Copy the listing below in full, but replace "one point per instance" with "one point for each instance" wherever it appears, leaving everything else unchanged.

======== Records for the task

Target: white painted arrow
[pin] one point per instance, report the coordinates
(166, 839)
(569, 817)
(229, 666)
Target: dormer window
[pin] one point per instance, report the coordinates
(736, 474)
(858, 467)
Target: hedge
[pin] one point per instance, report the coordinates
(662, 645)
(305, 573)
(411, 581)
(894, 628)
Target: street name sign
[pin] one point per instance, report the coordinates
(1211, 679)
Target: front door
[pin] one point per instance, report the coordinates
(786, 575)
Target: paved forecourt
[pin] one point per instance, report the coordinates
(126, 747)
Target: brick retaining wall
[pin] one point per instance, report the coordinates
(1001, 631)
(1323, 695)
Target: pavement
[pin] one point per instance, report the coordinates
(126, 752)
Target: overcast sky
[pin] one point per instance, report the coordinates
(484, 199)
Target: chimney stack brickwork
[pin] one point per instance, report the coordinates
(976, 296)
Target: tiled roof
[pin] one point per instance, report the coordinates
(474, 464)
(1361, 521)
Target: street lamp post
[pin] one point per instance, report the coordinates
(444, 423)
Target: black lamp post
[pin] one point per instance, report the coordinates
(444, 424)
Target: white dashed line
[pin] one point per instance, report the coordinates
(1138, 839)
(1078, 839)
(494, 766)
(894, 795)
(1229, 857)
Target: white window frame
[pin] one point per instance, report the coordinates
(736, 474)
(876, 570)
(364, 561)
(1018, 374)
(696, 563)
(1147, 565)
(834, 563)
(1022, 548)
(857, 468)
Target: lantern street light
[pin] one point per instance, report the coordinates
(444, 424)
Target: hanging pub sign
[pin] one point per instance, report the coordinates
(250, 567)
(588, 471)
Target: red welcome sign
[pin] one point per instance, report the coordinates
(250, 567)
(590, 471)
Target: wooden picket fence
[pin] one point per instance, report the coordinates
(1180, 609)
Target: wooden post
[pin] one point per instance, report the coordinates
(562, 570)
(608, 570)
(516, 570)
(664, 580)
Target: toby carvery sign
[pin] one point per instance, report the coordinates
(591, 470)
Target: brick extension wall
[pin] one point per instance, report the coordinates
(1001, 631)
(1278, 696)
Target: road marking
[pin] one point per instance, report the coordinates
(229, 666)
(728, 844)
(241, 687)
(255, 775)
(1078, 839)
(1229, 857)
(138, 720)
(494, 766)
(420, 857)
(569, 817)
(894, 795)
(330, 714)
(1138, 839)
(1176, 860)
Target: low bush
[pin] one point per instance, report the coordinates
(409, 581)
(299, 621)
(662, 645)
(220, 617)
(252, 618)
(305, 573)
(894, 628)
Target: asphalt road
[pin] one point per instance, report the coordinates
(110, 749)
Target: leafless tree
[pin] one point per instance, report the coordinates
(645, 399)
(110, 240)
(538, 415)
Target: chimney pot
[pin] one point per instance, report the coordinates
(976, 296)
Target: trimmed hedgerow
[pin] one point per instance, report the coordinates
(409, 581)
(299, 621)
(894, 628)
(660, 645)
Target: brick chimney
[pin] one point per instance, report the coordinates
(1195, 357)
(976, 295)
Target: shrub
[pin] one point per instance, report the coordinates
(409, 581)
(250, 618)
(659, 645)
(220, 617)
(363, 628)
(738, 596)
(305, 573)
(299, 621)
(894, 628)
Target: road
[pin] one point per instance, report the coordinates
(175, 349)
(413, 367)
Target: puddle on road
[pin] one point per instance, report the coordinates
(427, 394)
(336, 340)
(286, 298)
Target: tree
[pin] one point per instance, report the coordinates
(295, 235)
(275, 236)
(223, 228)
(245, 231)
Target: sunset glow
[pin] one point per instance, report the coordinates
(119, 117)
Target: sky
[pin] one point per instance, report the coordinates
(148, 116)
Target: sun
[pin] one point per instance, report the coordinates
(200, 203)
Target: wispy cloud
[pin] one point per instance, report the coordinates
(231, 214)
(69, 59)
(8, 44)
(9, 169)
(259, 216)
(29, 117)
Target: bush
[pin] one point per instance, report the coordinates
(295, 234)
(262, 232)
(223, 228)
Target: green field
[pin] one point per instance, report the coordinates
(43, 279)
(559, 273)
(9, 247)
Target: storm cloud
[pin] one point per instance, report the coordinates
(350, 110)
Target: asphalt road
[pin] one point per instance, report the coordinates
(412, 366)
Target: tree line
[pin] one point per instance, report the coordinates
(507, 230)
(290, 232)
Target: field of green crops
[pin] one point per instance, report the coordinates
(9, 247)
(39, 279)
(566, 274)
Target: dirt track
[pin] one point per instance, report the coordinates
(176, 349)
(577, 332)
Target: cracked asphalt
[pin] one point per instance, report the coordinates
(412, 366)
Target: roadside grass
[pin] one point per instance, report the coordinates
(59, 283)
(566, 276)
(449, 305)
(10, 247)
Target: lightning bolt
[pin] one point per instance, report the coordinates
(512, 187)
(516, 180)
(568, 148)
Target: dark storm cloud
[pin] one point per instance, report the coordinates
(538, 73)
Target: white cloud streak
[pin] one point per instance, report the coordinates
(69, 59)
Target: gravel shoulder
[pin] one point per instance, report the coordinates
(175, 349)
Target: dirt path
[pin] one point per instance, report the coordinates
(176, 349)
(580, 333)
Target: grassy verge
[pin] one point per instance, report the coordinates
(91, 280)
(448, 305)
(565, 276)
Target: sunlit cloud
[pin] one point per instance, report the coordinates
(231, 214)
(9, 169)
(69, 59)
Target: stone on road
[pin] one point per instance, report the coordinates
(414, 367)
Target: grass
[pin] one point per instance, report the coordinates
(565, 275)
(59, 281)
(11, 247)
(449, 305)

================

### In response
Target: white painted arrow
[pin] one point for each instance, report the coordinates
(166, 839)
(569, 817)
(229, 666)
Target: dormer window
[pin] one point for each instance, report the coordinates
(736, 474)
(858, 467)
Target: hedge
[pin] one point for each instance, report the coordinates
(662, 645)
(305, 573)
(411, 581)
(894, 628)
Target: street name sign
[pin] one point for each instance, report the coordinates
(1211, 679)
Target: front door
[pin] one point for each instance, report the coordinates
(786, 575)
Target: paved forecourt
[pin] one point for each instance, report the coordinates
(126, 747)
Target: brick retaining wall
[pin] one point for each instance, report the coordinates
(1001, 631)
(1323, 695)
Target: pavement
[pin] one point for each instance, report the coordinates
(126, 752)
Target: overcast sky
[pin] one point for each instance, report the coordinates
(484, 199)
Target: chimney stack brickwork
[pin] one point for each instance, report the coordinates
(976, 296)
Target: tiled roof
[pin] one point for each instance, report the coordinates
(474, 464)
(1361, 521)
Target: street lamp post
[pin] one point for each instance, report the coordinates
(444, 423)
Target: black lamp post
[pin] one point for each instance, report the coordinates
(444, 424)
Target: white dashed line
[pin] one point for each instance, report the coordinates
(1138, 839)
(1078, 839)
(494, 766)
(894, 795)
(1229, 857)
Target: white window frame
[pin] one point for each instance, report the coordinates
(736, 474)
(876, 570)
(364, 561)
(1018, 374)
(696, 563)
(1147, 565)
(834, 563)
(1022, 548)
(857, 468)
Target: lantern street light
[pin] one point for each instance, report the coordinates
(444, 424)
Target: hanging pub sign
[pin] one point for each instance, report the coordinates
(250, 567)
(588, 471)
Target: red welcome sign
[pin] one point for each instance, report the coordinates
(250, 567)
(590, 471)
Target: wooden picket fence
[pin] one point for each instance, report the coordinates
(1180, 609)
Target: wooden post
[pin] one point for each instance, report the coordinates
(562, 570)
(608, 570)
(516, 570)
(664, 580)
Target: toby carvery sign
[pin] one point for each instance, report the coordinates
(591, 470)
Target: brick extension wall
[pin] one point for each instance, report the coordinates
(1001, 631)
(1278, 696)
Target: road marking
[pin] one point for each instance, report the coordinates
(229, 666)
(728, 844)
(241, 687)
(255, 775)
(1078, 839)
(1229, 857)
(138, 720)
(494, 766)
(420, 857)
(569, 817)
(894, 795)
(330, 714)
(1138, 839)
(1176, 860)
Target: low bush
[pin] one point for each instance, report the coordinates
(409, 581)
(299, 621)
(662, 645)
(220, 617)
(252, 618)
(305, 573)
(894, 628)
Target: asphalt road
[pin] one point for each instance, report the coordinates
(110, 749)
Target: leafless tree
[pin] one point for each instance, report the coordinates
(645, 399)
(110, 240)
(538, 415)
Target: chimney pot
[pin] one point for each instance, report the coordinates
(976, 296)
Target: trimmed hedgerow
[pin] one point for each instance, report the coordinates
(409, 581)
(299, 621)
(894, 628)
(660, 645)
Target: brick chimney
[pin] one point for each instance, report the coordinates
(1195, 357)
(976, 295)
Target: shrub
[pin] one point for each instance, report the coordinates
(409, 581)
(250, 618)
(659, 645)
(220, 617)
(363, 628)
(738, 596)
(305, 573)
(299, 621)
(894, 628)
Target: road
[pin] one point for each instance, report the coordinates
(175, 349)
(413, 367)
Target: puddle on road
[pin] one point for each instance, report the coordinates
(427, 394)
(336, 340)
(286, 298)
Target: tree
[pin] one point for each instance, report the coordinates
(295, 235)
(275, 236)
(223, 228)
(245, 231)
Target: sunset glow
[pin] one point for each instance, report the coordinates
(119, 117)
Target: sky
[pin] one point for each instance, report the coordinates
(148, 116)
Target: sun
[pin] one point for each instance, report the coordinates
(200, 203)
Target: wispy cloud
[pin] one point for each instance, report the coordinates
(231, 214)
(69, 59)
(8, 44)
(9, 169)
(259, 216)
(29, 117)
Target: bush
[pin] one point for each instance, report the coordinates
(295, 234)
(262, 232)
(223, 228)
Target: green field
[pin] one point for each instance, report the coordinates
(43, 279)
(559, 273)
(9, 247)
Target: storm cloud
[pin] one point for each instance, report the coordinates
(350, 110)
Target: asphalt road
[pin] one point for each instance, report the coordinates
(412, 366)
Target: tree line
[pin] one point for each instance, report the coordinates
(507, 230)
(290, 232)
Target: field of green crops
[pin] one point for each instance, report the coordinates
(9, 247)
(39, 279)
(566, 274)
Target: dirt track
[pin] one point for each instance, report the coordinates
(176, 349)
(577, 332)
Target: cracked asphalt
[pin] one point for each instance, report the coordinates
(412, 366)
Target: roadside grass
[pin] one point for each instance, report the coordinates
(59, 283)
(566, 276)
(449, 305)
(10, 247)
Target: lightning bolt
[pin] one point for each instance, report the coordinates
(512, 187)
(516, 180)
(568, 148)
Target: dark storm cloud
[pin] one point for each instance, report the coordinates
(538, 73)
Target: white cloud streak
[pin] one point for each instance, report the coordinates
(69, 59)
Target: gravel shoulder
[pin] one point for each instance, report the coordinates
(175, 349)
Target: dirt path
[pin] one point for each instance, report the coordinates
(176, 349)
(580, 333)
Target: grassy verge
[pin] one point for each instance, report the coordinates
(91, 280)
(448, 305)
(565, 276)
Target: sunlit cloud
[pin] one point for each instance, report the coordinates
(231, 214)
(9, 169)
(69, 59)
Target: stone on road
[pin] one point for each instance, report the coordinates
(414, 367)
Target: grass
[pin] one point for each instance, report the coordinates
(565, 275)
(59, 281)
(11, 247)
(449, 305)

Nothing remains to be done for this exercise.